Südwest Presse, 18.05.2016
OTTO PAUL BURKHARDT
 
Wagner: Die Meistersinger von Nürnberg, Bayerische Staatsoper, 16. Mai 2016
Wagners „Meistersinger“ mit Jonas Kaufmann an der Staatsoper München
Auch für München war’s ein Großereignis – Wagners „Meistersinger“ mit Top-Tenor Jonas Kaufmann. Witzig inszeniert. Viel Jubel für Kirill Petrenko.
 
Auf der Bühne steht ein ramponierter Kastenwagen mit seitlich aufklappbarer Ladentheke – die fahrbare Schuh-Werkstatt von Hans Sachs, der seinen Gästen wahlweise Gin oder abgelaufene H-Milch anbietet. Sängerstar Walther von Stolzing gurkt mit einem Kleinlaster samt Bierfässern Marke „Meisterbräu“ über die Szene. Auch schwarze Limousinen und allerlei Mofas kurven herum. Und das alles vor einer – sagen wir’s ruhig: versifften – Stadtkulisse: graue, öde Wohnblocks mit Satellitenschüsseln.

Nein, die von Richard Wagner beschworene Nürnberger Idylle ist das sicher nicht, die Regisseur David Bösch da auf die Bühne der Münchner Staatsopern wuchten ließ. Die Fahrzeuge, die eher wüste Stadtumgebung – das erinnert an die vieldiskutierte Bühnenästhetik des umstrittenen Bayreuther „Rings“ von Frank Castorf: Als hätte Regisseur David Bösch diesen Stil auf publikumsverträgliche Maße hier abgemildert. Bösch aber, derzeit schwer gefragt an großen Häusern bis rauf zur Wiener Burg, vermeidet Ideologisches. Nur am Ende kommt es dick: Im finalen Triumph-Geschrei – für „deutsche Kunst“ wider „welschen Tand“ – zückt Beckmesser, der gedemütigte Verlierer im Sängerwettstreit, einen Revolver und zielt auf seinen Förderer Hans Sachs, der ihn schnöde hat fallen lassen. Doch Beckmesser erschießt sich dann selbst – er ist das Kollateralopfer der allgemeinen Selbstbejubelungs-Euphorie.

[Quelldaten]
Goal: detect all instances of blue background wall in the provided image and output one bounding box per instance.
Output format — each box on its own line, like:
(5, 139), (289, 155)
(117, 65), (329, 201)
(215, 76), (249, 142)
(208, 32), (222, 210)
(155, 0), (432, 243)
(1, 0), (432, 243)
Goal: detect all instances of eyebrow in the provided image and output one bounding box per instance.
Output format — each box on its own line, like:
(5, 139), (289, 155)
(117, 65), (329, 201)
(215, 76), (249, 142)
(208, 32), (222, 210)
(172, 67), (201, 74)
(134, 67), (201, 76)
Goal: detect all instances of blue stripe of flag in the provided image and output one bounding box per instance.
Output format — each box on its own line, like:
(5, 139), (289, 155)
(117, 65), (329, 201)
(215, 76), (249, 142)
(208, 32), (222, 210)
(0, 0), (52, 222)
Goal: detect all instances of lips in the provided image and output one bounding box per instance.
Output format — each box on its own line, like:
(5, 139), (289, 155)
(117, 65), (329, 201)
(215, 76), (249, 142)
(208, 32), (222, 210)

◆ **Die Aufgaben**:
**A.** Beantworte die folgenden Fragen zur Opernkritik oben jeweils kurz.
(i) Wer führte bei dieser „Meistersinger“-Inszenierung Regie?
(ii) Was bietet Hans Sachs seinen Gästen zur Auswahl an?
(iii) Für wen gab es laut Einleitung viel Jubel?
**B.** Kopiere einen Abschnitt aus der Opernkritik oben wortgetreu: Beginne bei den Worten „Südwest Presse, 18.05.2016“ und höre nach den Worten „Wohnblocks mit Satellitenschüsseln.“ auf.

◆ **Ausgearbeitete Lösungen**:
**A.**
(i) David Bösch.
(ii) Gin oder abgelaufene H-Milch.
(iii) Für Kirill Petrenko.

**B.**
Südwest Presse, 18.05.2016
OTTO PAUL BURKHARDT
 
Wagner: Die Meistersinger von Nürnberg, Bayerische Staatsoper, 16. Mai 2016
Wagners „Meistersinger“ mit Jonas Kaufmann an der Staatsoper München
Auch für München war’s ein Großereignis – Wagners „Meistersinger“ mit Top-Tenor Jonas Kaufmann. Witzig inszeniert. Viel Jubel für Kirill Petrenko.
 
Auf der Bühne steht ein ramponierter Kastenwagen mit seitlich aufklappbarer Ladentheke – die fahrbare Schuh-Werkstatt von Hans Sachs, der seinen Gästen wahlweise Gin oder abgelaufene H-Milch anbietet. Sängerstar Walther von Stolzing gurkt mit einem Kleinlaster samt Bierfässern Marke „Meisterbräu“ über die Szene. Auch schwarze Limousinen und allerlei Mofas kurven herum. Und das alles vor einer – sagen wir’s ruhig: versifften – Stadtkulisse: graue, öde Wohnblocks mit Satellitenschüsseln.